------ DATA PROVIDED ------

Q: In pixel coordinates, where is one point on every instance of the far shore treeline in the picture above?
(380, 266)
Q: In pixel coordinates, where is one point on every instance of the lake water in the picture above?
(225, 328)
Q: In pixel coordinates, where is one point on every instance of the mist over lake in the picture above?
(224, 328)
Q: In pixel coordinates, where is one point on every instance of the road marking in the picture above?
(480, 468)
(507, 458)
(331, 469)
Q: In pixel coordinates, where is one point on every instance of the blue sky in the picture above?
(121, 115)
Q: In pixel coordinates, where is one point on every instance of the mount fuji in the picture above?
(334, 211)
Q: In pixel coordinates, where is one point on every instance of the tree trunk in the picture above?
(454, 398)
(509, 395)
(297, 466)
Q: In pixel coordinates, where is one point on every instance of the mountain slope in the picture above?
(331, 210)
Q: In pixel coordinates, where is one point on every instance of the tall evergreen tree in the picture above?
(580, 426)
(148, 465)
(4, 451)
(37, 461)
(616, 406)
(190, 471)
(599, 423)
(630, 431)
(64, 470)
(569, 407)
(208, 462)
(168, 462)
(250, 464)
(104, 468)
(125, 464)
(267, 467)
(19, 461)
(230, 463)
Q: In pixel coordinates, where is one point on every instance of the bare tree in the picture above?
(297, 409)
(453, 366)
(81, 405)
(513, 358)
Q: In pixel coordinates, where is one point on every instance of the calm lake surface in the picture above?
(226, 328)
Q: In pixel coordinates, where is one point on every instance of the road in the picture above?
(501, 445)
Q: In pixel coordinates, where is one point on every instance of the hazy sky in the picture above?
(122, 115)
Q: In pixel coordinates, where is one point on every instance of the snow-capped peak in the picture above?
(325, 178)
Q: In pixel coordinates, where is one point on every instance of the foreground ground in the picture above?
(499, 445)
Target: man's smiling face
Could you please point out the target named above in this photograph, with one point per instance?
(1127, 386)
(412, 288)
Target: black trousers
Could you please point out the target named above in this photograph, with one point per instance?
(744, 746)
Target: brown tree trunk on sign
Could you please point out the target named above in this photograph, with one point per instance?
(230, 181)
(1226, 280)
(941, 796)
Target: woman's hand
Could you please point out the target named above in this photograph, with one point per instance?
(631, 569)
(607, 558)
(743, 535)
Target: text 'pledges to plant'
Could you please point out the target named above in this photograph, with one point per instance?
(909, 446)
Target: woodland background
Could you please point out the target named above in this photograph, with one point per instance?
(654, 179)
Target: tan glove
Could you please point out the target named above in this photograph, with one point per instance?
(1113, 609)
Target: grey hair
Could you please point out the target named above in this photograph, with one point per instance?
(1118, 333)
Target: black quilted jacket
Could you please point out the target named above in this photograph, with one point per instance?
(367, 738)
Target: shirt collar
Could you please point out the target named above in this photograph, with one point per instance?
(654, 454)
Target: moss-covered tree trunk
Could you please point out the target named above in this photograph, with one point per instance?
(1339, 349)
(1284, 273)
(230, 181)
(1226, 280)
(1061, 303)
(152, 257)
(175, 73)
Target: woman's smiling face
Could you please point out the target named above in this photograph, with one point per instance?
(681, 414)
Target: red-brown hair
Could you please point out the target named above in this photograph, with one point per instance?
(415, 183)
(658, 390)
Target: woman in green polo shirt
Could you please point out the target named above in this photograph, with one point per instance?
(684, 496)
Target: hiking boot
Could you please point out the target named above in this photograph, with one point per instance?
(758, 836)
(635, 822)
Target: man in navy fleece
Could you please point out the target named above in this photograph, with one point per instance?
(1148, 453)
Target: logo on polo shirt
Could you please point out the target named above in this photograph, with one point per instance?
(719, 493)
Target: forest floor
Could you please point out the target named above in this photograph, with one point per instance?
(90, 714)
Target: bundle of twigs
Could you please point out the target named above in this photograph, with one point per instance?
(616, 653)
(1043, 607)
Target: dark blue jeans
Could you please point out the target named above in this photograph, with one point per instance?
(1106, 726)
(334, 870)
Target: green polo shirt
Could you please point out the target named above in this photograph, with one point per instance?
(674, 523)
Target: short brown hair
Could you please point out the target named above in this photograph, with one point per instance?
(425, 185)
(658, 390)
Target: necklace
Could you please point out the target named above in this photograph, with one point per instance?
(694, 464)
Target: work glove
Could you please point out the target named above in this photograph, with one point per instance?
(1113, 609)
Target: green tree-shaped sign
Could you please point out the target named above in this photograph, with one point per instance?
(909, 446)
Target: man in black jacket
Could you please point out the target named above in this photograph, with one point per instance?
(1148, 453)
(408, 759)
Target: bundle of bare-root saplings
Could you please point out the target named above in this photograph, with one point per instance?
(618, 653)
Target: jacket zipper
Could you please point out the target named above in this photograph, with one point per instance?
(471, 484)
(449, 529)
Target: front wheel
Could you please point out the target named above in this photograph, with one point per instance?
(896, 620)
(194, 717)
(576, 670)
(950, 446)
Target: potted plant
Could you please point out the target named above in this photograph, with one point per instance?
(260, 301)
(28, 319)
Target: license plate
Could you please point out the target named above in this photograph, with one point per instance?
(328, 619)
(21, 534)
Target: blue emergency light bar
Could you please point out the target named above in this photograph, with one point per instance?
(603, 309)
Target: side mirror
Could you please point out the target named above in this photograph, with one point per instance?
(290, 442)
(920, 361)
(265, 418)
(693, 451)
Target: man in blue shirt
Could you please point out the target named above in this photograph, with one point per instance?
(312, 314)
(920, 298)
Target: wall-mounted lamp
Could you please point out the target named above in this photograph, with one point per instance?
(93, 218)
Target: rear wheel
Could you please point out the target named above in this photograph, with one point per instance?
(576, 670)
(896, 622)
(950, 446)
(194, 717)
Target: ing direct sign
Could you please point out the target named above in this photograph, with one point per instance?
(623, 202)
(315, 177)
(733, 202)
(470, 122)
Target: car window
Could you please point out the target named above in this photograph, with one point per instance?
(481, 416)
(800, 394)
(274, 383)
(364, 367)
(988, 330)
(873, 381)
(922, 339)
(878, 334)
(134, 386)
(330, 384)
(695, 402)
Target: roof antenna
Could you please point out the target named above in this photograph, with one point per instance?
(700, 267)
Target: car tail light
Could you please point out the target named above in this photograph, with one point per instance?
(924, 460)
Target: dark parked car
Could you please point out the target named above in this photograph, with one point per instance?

------

■ TASK BRIEF ■
Give everything from the line containing "Target: tan glove" down through the line containing "(1043, 607)" as a two-column CSV headed input and output. Each entry in that material gets one row, with its wording under input and its answer under output, each in a single quoted field with line breaks replaced by spaces.

■ EXPECTED ANSWER ■
input,output
"Target: tan glove Could you please point out the target named above in this photograph, with one point per instance?","(1113, 609)"
"Target: grey hair Could you please point out the target named above in this photograph, with one point per instance?","(1118, 333)"
"Target: black quilted jacket Could you please point out the target named above in this photograph, with one point per instance?","(367, 738)"
"Target: shirt collar Could you please point out the target named above in this photograph, with one point per instance?","(654, 454)"
"Target: moss-covered tree trunk Could you please point out the target named above in this photograph, with one point per instance?","(1339, 349) (1284, 273) (230, 181) (1226, 280) (1061, 303) (152, 257) (175, 73)"
"Target: woman's smiling face Could you please point out the target named above in this photograph, with one point per instance?","(681, 414)"
"Target: red-brown hair Could you please point out the target named above in this photograph, with one point per instance?","(415, 183) (658, 390)"
"Target: woman in green polo shirt Could you please point out the target named above in this photograph, with one point per instance?","(684, 496)"
"Target: hiking boot Could you please point out the target named above in this photograph, with one point per instance?","(758, 836) (635, 822)"
"Target: man in navy fleece Could you please point out the target named above in this photograph, with one point per instance?","(1148, 453)"
"Target: logo on polo shirt Could you please point out the target named above in this photograph, with one point per instance?","(719, 493)"
"Target: forest floor Could you please point out the target named above in this photograph, with one point per instance?","(90, 714)"
"Target: bundle of twigs Could you please point out the target named above in this photograph, with one point per instance?","(616, 653) (1043, 607)"